• PROBLEM TO WORK ON
Render all of the data below as a numbered list of its lines, omitting any blank lines. Leave the pictures out of the answer.

• Coordinate annotation data

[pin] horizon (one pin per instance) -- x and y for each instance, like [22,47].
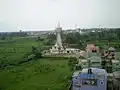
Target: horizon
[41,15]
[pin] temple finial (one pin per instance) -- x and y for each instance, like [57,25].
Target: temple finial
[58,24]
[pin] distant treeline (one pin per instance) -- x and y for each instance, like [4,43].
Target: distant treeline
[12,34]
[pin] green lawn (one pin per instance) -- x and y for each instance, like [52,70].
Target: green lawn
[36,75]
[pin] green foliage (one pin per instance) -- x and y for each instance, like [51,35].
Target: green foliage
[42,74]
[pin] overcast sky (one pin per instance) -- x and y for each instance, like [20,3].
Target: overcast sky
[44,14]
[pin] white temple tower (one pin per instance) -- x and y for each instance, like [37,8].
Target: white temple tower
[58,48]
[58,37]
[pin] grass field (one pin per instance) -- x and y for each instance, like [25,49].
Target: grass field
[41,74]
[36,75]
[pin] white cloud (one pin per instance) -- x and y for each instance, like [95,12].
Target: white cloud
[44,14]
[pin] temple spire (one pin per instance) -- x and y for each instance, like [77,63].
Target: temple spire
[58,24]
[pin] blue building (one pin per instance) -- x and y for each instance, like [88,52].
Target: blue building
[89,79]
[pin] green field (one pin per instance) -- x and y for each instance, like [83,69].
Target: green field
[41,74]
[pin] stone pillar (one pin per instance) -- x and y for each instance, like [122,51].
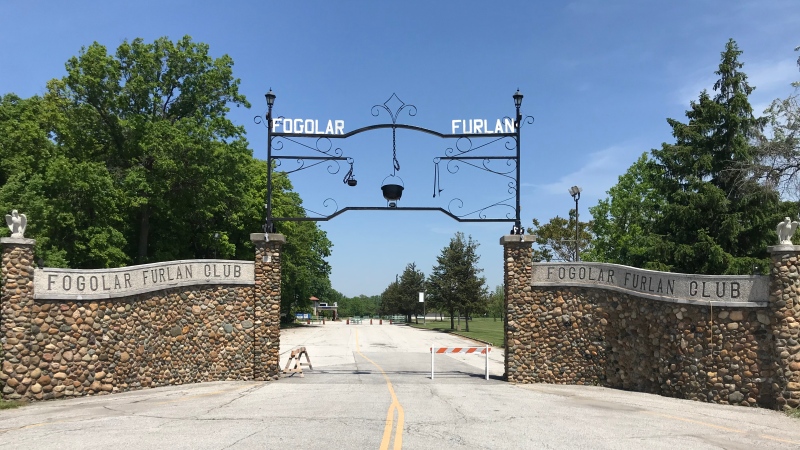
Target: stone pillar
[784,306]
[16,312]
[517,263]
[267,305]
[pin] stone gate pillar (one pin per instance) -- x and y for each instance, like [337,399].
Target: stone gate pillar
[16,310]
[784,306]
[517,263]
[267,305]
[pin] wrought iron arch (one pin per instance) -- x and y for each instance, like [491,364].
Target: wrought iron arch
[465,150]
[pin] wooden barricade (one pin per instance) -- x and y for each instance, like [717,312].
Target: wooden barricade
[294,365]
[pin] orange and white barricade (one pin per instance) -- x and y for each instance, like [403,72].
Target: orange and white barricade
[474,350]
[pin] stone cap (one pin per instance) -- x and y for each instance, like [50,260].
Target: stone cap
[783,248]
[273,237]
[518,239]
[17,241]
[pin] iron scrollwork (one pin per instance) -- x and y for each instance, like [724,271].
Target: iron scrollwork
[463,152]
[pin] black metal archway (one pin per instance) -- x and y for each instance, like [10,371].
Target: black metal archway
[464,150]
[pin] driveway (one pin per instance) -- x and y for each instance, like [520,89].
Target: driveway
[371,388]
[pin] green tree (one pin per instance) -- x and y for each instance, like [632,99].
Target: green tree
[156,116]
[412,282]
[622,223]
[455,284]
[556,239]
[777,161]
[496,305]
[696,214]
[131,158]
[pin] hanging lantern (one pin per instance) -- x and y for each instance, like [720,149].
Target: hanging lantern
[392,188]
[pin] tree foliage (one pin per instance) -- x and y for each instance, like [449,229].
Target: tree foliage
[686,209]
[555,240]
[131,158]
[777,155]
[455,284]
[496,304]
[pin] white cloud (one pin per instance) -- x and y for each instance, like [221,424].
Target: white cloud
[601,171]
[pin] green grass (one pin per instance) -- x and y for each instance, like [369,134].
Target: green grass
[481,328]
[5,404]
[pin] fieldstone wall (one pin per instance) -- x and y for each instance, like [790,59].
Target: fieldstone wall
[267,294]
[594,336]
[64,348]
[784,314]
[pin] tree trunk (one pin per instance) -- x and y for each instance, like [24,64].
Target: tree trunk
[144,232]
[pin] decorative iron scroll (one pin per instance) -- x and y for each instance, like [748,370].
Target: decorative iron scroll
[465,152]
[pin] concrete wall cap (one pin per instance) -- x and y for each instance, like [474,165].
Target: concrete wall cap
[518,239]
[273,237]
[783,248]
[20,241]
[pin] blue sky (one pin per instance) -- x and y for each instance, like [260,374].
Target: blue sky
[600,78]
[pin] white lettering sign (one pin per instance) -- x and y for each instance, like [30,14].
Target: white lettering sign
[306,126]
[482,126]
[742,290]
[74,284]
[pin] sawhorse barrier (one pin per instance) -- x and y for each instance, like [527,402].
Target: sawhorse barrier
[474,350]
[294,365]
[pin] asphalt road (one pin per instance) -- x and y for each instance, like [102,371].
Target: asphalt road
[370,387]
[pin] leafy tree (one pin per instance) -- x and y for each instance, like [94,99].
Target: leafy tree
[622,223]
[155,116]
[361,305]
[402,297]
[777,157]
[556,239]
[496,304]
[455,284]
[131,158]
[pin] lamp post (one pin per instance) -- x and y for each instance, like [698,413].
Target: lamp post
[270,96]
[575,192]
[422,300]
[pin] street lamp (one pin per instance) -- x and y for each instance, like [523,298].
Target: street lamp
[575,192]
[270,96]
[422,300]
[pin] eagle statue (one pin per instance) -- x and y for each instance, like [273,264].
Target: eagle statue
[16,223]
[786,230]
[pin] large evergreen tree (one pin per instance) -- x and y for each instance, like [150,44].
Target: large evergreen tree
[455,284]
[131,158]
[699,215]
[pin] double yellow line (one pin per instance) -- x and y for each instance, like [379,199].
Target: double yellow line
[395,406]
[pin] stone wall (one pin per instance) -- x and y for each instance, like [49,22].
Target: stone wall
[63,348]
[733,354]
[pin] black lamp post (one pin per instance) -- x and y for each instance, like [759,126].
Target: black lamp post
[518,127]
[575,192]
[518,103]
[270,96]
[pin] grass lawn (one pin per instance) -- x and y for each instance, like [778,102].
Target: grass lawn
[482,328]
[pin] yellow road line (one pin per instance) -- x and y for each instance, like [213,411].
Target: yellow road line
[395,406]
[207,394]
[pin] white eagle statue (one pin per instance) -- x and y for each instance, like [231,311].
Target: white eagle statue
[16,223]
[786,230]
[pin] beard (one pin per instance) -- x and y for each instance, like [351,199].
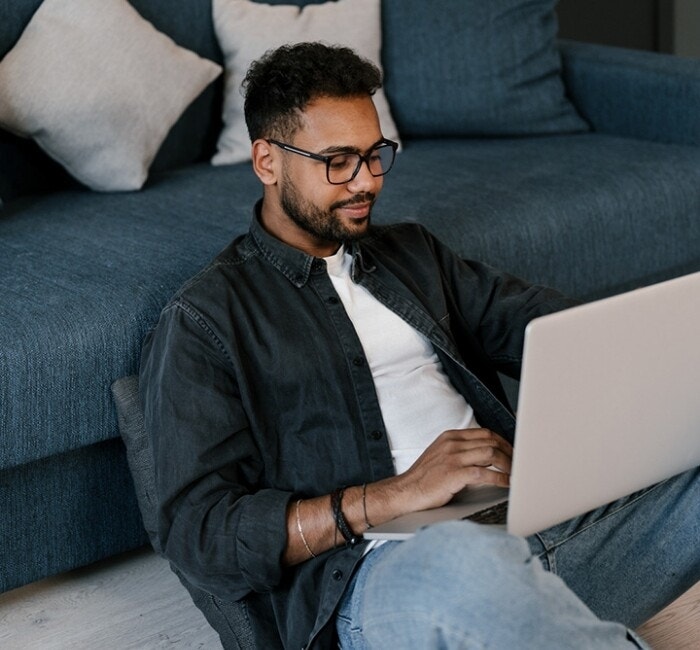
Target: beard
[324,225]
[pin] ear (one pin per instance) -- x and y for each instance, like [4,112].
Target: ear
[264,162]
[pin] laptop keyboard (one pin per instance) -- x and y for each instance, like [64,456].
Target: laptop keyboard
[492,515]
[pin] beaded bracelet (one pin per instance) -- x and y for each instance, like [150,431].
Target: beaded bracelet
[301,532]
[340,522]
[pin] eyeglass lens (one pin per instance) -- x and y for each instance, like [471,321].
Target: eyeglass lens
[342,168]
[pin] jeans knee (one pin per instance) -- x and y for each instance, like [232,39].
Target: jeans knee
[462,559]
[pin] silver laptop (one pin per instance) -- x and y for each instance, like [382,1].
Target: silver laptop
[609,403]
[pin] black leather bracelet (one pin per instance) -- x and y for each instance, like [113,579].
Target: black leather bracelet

• ANSWER TO THE EXERCISE
1. [pin] horizon (one pin per instance) -- x and y for each instance, like [22,47].
2. Target: horizon
3. [41,15]
4. [pin] temple finial (one pin per instance) -- x and y for each instance, like [57,25].
5. Target: temple finial
6. [58,24]
7. [pin] distant treeline (one pin per instance) -- x and y for each instance, like [4,43].
8. Target: distant treeline
9. [12,34]
10. [pin] green lawn (one pin per instance) -- x and y for each instance, like [52,70].
11. Target: green lawn
12. [36,75]
13. [pin] green foliage (one pin per instance) -- x and y for each instance, like [51,35].
14. Target: green foliage
15. [42,74]
16. [pin] overcast sky (one pin per instance) -- x and y for each instance, like [20,3].
17. Target: overcast sky
18. [44,14]
19. [pin] white temple tower (one pin per instance) -- x and y for each instance, like [37,8].
20. Target: white temple tower
21. [58,48]
22. [58,37]
23. [pin] grass field (one pin per instance) -- x and y for each instance, like [25,49].
24. Target: grass field
25. [41,74]
26. [36,75]
27. [pin] white cloud (one pin per instance) -- x and y for each instance, like [95,12].
28. Target: white cloud
29. [44,14]
30. [pin] temple spire (one pin per instance) -- x and y for each instance, like [77,63].
31. Target: temple spire
32. [58,24]
33. [pin] blue building (one pin per instance) -- x and y for each instance, like [88,52].
34. Target: blue building
35. [89,79]
36. [pin] green field (one pin per instance) -- x and y for each instance, like [83,69].
37. Target: green field
38. [41,74]
39. [pin] stone pillar (one pin per instance) -- x and y for each instance, like [122,51].
40. Target: stone pillar
41. [784,306]
42. [16,312]
43. [517,263]
44. [267,305]
45. [pin] stone gate pillar (one pin per instance) -- x and y for each instance, like [337,399].
46. Target: stone gate pillar
47. [16,310]
48. [784,306]
49. [517,263]
50. [267,305]
51. [pin] wrought iron arch (one pin per instance) -- x and y for each instance, like [491,364].
52. Target: wrought iron arch
53. [465,150]
54. [pin] wooden barricade (one pin per instance) -- x and y for each instance, like [717,312].
55. Target: wooden barricade
56. [294,365]
57. [pin] orange and white barricade (one pin per instance) -- x and y for each instance, like [403,72].
58. Target: orange and white barricade
59. [474,350]
60. [pin] stone cap (one pin per instance) -- x and y for each instance, like [50,260].
61. Target: stone cap
62. [783,248]
63. [273,237]
64. [518,239]
65. [17,241]
66. [pin] iron scrollwork (one pin per instance) -- x and y for each instance, like [724,271].
67. Target: iron scrollwork
68. [463,152]
69. [pin] black metal archway (one pin per instance) -- x and y for each instance, like [10,371].
70. Target: black metal archway
71. [464,150]
72. [pin] driveway (one pin per instance) -- x and y for each instance, like [520,89].
73. Target: driveway
74. [371,388]
75. [pin] green tree (one pin per instance) -- x and y for each instance, like [632,99].
76. Target: green tree
77. [156,116]
78. [412,282]
79. [622,223]
80. [455,284]
81. [556,239]
82. [777,161]
83. [496,305]
84. [696,214]
85. [131,158]
86. [pin] hanging lantern (one pin per instance) -- x and y for each instance, like [720,149].
87. Target: hanging lantern
88. [392,188]
89. [pin] tree foliage (one pin per instance) -- x and y for each instance, like [449,229].
90. Target: tree foliage
91. [686,209]
92. [555,240]
93. [131,158]
94. [777,155]
95. [455,284]
96. [496,304]
97. [pin] white cloud (one pin per instance) -- x and y for each instance, like [221,424].
98. Target: white cloud
99. [601,171]
100. [pin] green grass (one pin per instance) -- x and y for each instance, like [369,134].
101. Target: green grass
102. [481,328]
103. [5,404]
104. [pin] fieldstone wall (one pin per instance) -- x and y for each instance, like [790,59].
105. Target: fieldstone wall
106. [267,294]
107. [594,336]
108. [64,348]
109. [784,314]
110. [pin] tree trunk (one pin per instance) -- x and y for each instance, like [24,64].
111. Target: tree trunk
112. [144,232]
113. [pin] decorative iron scroll (one pin per instance) -- x and y for each instance, like [748,370].
114. Target: decorative iron scroll
115. [465,152]
116. [pin] concrete wall cap (one pin per instance) -- x and y for each instance, like [474,165].
117. Target: concrete wall cap
118. [518,239]
119. [273,237]
120. [783,248]
121. [20,241]
122. [pin] blue sky (one pin per instance) -- x and y for each instance, like [260,374].
123. Target: blue sky
124. [600,78]
125. [pin] white lettering sign (one pin per instance) -- x and y for each instance, like [30,14].
126. Target: white lettering sign
127. [306,126]
128. [482,126]
129. [742,290]
130. [74,284]
131. [pin] sawhorse barrier (one pin per instance) -- x and y for each instance, like [527,402].
132. Target: sawhorse barrier
133. [474,350]
134. [294,365]
135. [pin] asphalt road (one pin per instance) -- x and y for each instance, like [102,371].
136. Target: asphalt road
137. [370,387]
138. [pin] leafy tree (one pin per instance) -- x and y for each instance, like [94,99].
139. Target: leafy tree
140. [622,223]
141. [155,116]
142. [361,305]
143. [402,297]
144. [777,157]
145. [556,239]
146. [496,304]
147. [455,284]
148. [131,158]
149. [pin] lamp post (one pin per instance) -- x and y for each instance, like [698,413].
150. Target: lamp post
151. [270,96]
152. [575,192]
153. [422,300]
154. [pin] street lamp (one pin per instance) -- x and y for each instance, like [523,298].
155. Target: street lamp
156. [575,192]
157. [270,96]
158. [422,300]
159. [pin] eagle statue (one pin per instance) -- x and y for each instance, like [273,264].
160. Target: eagle statue
161. [16,223]
162. [786,230]
163. [pin] large evergreen tree (one pin per instance) -- x and y for each instance, like [150,44].
164. Target: large evergreen tree
165. [455,284]
166. [131,158]
167. [699,215]
168. [pin] double yellow line (one pin per instance) -- x and y for each instance, like [379,199].
169. Target: double yellow line
170. [395,406]
171. [pin] stone wall (one pin per instance) -- x and y for each instance, like [49,22].
172. Target: stone wall
173. [63,348]
174. [733,354]
175. [pin] black lamp post (one pin per instance) -- x and y for each instance, like [759,126].
176. Target: black lamp post
177. [518,127]
178. [575,192]
179. [518,103]
180. [270,96]
181. [pin] grass lawn (one pin per instance) -- x and y for each instance, like [778,102].
182. Target: grass lawn
183. [482,328]
184. [pin] yellow road line (one pin per instance) -- x and y for each instance, like [213,411].
185. Target: yellow road line
186. [395,406]
187. [207,394]
188. [pin] white eagle statue (one pin per instance) -- x and y for each instance, like [231,311].
189. Target: white eagle statue
190. [16,223]
191. [786,230]
192. [pin] beard (one pin per instance) -- x and y for each instance, like [351,199].
193. Target: beard
194. [324,225]
195. [pin] ear (one pin per instance) -- x and y for each instance, like [4,112].
196. Target: ear
197. [264,162]
198. [pin] laptop keyboard (one pin per instance) -- x and y for each instance, like [64,456].
199. Target: laptop keyboard
200. [492,515]
201. [pin] beaded bracelet (one pin per instance) -- x and y for each instance, like [150,431].
202. Target: beaded bracelet
203. [301,532]
204. [340,522]
205. [pin] eyeglass lens (one pin per instance) -- x and y for each instance, like [471,321].
206. Target: eyeglass lens
207. [342,168]
208. [pin] jeans knee (one pin per instance) -- x and y for each instance, like [232,39].
209. Target: jeans knee
210. [462,559]
211. [pin] silver laptop (one pin per instance) -- x and y for each instance, like [382,1].
212. Target: silver laptop
213. [609,403]
214. [pin] black leather bracelet (one pin per instance) -- x and y for each instance, like [113,579].
215. Target: black leather bracelet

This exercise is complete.